**EXERCISE**
Every line from the one with "column 557, row 208" through the end of the records below should be restated word for word, and nothing outside that span.

Photo-based referring expression data:

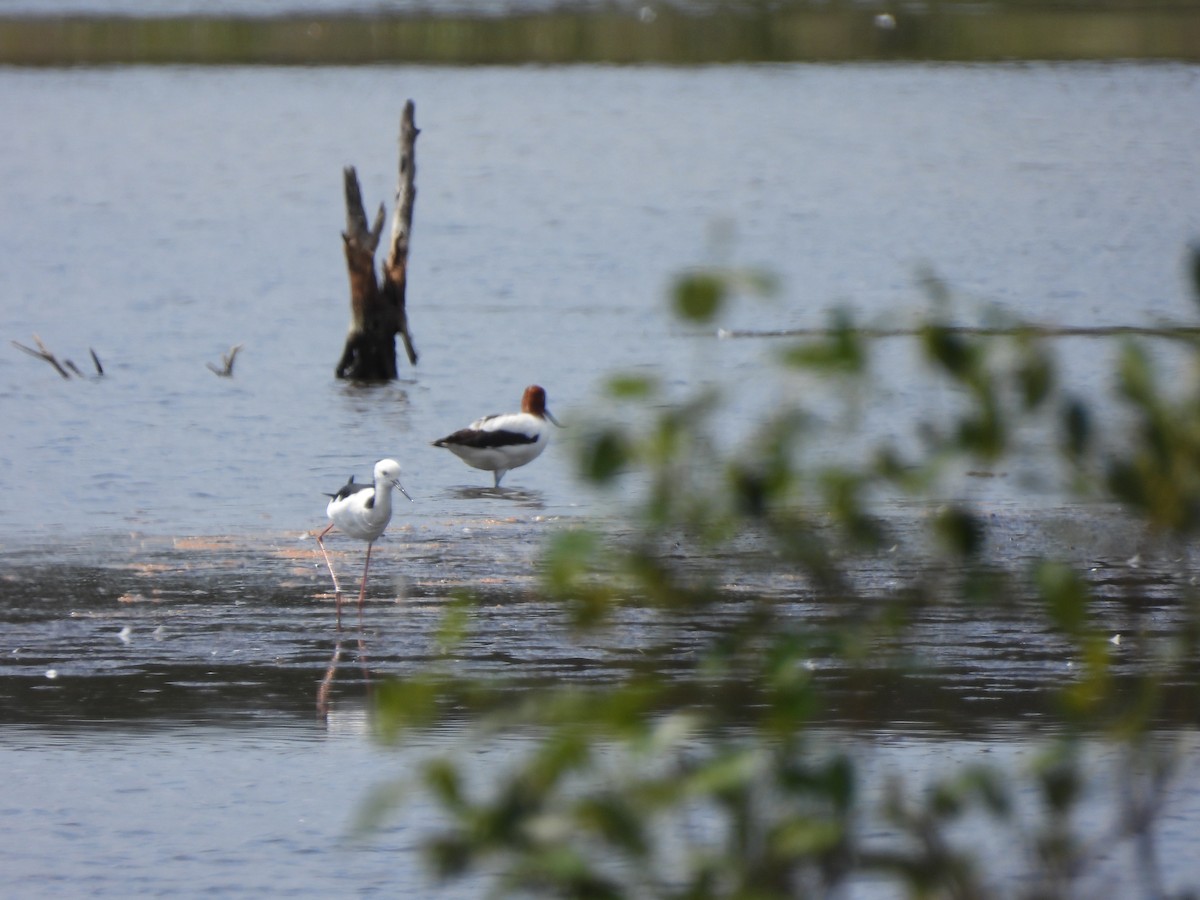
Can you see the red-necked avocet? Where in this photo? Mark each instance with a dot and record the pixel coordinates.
(361, 511)
(498, 443)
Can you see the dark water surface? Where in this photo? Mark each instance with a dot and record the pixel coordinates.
(165, 617)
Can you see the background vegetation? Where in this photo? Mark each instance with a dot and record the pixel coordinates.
(643, 33)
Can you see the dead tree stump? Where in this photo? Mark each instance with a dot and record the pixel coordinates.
(378, 305)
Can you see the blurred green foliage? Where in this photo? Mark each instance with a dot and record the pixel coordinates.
(715, 783)
(673, 34)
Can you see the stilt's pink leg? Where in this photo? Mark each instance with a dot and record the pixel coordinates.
(363, 589)
(337, 588)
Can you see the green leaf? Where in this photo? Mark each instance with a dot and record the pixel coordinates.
(1065, 594)
(699, 295)
(605, 454)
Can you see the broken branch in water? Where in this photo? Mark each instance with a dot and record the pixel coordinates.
(60, 367)
(227, 359)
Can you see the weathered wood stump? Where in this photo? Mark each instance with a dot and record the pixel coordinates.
(378, 305)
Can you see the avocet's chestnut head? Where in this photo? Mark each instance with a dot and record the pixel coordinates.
(388, 472)
(534, 402)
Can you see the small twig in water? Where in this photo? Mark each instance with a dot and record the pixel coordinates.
(227, 359)
(42, 353)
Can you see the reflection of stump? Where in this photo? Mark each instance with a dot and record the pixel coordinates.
(377, 310)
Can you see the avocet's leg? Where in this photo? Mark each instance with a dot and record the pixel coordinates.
(363, 589)
(337, 588)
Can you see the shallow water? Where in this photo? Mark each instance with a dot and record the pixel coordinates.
(167, 214)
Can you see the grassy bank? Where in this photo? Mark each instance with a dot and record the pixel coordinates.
(665, 36)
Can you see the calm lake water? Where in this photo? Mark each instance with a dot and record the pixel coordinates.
(162, 215)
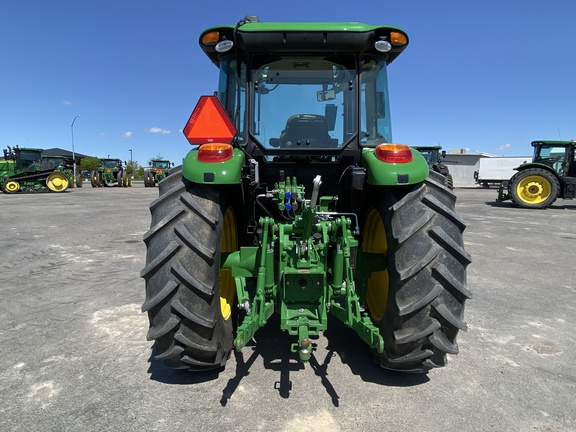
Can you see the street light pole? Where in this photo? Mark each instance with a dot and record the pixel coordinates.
(131, 164)
(73, 153)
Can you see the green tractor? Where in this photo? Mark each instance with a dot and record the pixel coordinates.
(63, 165)
(434, 156)
(296, 202)
(157, 171)
(22, 171)
(111, 172)
(550, 175)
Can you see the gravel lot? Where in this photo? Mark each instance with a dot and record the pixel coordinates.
(75, 355)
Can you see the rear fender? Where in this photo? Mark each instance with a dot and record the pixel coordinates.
(394, 174)
(228, 172)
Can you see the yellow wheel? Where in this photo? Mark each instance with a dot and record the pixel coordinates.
(228, 243)
(57, 182)
(534, 188)
(12, 186)
(378, 283)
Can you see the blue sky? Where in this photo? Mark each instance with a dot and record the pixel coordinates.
(489, 76)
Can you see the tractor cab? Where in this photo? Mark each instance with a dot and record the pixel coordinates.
(557, 155)
(302, 93)
(25, 159)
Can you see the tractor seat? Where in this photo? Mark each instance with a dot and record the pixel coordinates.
(307, 130)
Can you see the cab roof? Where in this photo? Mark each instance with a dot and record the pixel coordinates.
(252, 36)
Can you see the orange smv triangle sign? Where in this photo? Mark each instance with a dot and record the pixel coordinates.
(209, 123)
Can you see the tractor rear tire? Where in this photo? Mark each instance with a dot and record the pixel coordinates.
(534, 188)
(182, 274)
(418, 302)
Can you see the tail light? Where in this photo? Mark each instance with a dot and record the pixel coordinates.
(394, 153)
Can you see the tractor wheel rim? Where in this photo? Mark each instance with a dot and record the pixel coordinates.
(534, 189)
(57, 182)
(12, 187)
(378, 283)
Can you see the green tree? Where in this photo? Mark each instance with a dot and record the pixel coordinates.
(90, 163)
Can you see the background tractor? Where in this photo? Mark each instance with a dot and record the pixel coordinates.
(434, 156)
(296, 202)
(111, 171)
(64, 165)
(22, 171)
(157, 171)
(550, 175)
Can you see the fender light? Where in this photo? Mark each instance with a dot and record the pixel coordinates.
(211, 38)
(398, 38)
(215, 152)
(394, 153)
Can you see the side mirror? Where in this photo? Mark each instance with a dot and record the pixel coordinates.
(330, 114)
(325, 95)
(380, 105)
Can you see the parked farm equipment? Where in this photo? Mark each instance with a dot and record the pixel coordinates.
(111, 172)
(298, 203)
(550, 175)
(157, 171)
(21, 171)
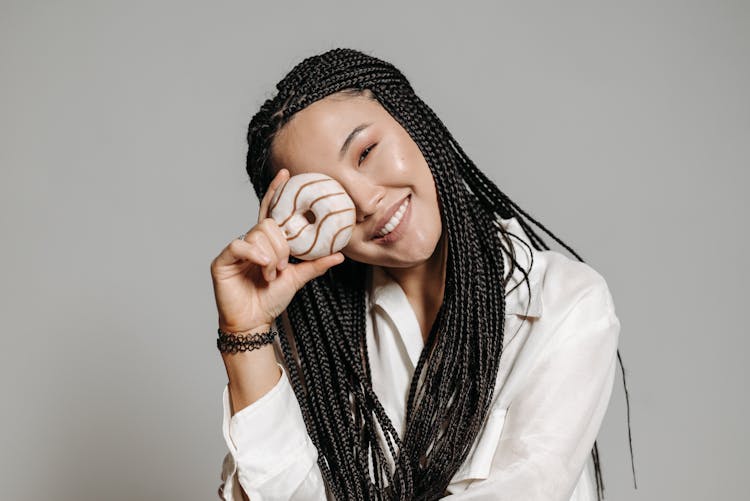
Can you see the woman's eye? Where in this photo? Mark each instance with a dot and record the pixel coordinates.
(365, 153)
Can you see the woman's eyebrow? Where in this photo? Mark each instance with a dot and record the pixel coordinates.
(359, 128)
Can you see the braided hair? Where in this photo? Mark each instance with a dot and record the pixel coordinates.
(452, 387)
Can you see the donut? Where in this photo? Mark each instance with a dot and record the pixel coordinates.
(315, 213)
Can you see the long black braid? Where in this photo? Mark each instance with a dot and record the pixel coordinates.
(453, 383)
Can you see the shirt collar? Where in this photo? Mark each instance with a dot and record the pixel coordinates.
(388, 294)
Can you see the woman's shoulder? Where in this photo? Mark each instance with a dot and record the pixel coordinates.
(574, 291)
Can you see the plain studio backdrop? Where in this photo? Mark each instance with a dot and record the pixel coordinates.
(625, 129)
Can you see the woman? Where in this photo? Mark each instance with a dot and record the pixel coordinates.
(457, 356)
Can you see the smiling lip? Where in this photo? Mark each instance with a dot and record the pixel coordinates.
(388, 215)
(398, 231)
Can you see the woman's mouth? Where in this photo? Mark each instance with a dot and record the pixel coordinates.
(396, 226)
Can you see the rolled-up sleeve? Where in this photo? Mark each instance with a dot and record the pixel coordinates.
(271, 456)
(552, 423)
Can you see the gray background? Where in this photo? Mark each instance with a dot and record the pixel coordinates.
(625, 128)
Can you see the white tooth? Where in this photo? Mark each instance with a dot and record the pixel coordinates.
(390, 225)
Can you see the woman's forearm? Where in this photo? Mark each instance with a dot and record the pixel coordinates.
(251, 374)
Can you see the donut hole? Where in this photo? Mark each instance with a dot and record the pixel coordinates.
(310, 216)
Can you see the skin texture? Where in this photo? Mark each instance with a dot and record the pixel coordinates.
(381, 166)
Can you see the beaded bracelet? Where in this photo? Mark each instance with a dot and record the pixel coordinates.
(229, 342)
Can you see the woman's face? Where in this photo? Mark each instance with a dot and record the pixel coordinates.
(354, 140)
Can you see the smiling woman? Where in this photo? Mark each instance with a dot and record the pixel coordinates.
(354, 140)
(446, 351)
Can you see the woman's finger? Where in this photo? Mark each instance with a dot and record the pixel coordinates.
(238, 250)
(260, 241)
(277, 239)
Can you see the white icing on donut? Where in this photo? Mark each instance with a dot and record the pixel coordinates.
(322, 199)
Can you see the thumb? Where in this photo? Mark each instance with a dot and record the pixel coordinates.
(307, 270)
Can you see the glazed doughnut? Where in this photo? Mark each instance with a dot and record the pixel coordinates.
(315, 213)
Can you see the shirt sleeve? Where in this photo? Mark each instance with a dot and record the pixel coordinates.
(552, 423)
(271, 456)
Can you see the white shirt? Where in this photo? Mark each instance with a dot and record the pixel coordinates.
(552, 390)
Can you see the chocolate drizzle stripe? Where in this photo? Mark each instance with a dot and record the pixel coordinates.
(317, 231)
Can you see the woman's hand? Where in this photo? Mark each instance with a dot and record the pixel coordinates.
(253, 281)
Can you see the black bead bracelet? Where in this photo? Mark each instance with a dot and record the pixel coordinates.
(228, 342)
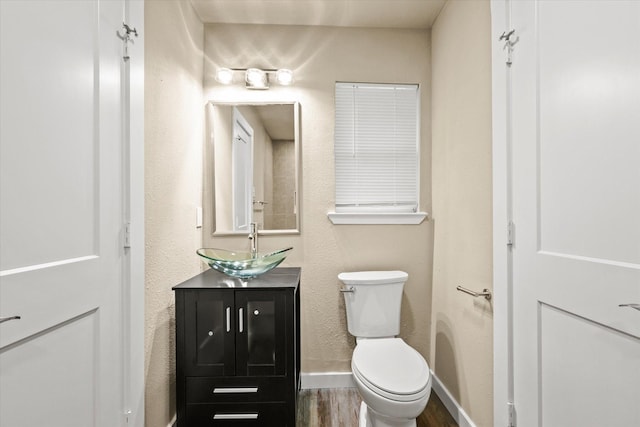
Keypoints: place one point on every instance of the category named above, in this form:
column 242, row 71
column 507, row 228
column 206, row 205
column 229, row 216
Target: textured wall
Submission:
column 173, row 185
column 462, row 334
column 320, row 56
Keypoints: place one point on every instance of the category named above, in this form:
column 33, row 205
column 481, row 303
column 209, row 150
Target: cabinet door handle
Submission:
column 224, row 390
column 247, row 416
column 6, row 319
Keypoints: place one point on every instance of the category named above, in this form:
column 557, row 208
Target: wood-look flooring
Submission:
column 340, row 408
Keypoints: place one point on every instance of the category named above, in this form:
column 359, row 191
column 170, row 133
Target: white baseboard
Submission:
column 326, row 380
column 450, row 403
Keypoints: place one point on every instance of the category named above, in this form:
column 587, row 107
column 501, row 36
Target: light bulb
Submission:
column 224, row 75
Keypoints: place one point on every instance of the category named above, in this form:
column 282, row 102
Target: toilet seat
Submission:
column 391, row 368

**RESULT OF THE EXERCISE**
column 557, row 208
Target: wood-look flooring
Submission:
column 340, row 408
Keypoints: place one point on every instance of the category named above, in this form:
column 359, row 191
column 170, row 133
Target: white baseboard
Submission:
column 326, row 380
column 450, row 403
Keypoints: place one point on every instance of the category named above, in this form:
column 587, row 107
column 501, row 36
Target: light bulb
Submission:
column 224, row 75
Keypoints: place one point on every instance of the category named above, in this form:
column 282, row 102
Target: toilet seat
Submission:
column 391, row 368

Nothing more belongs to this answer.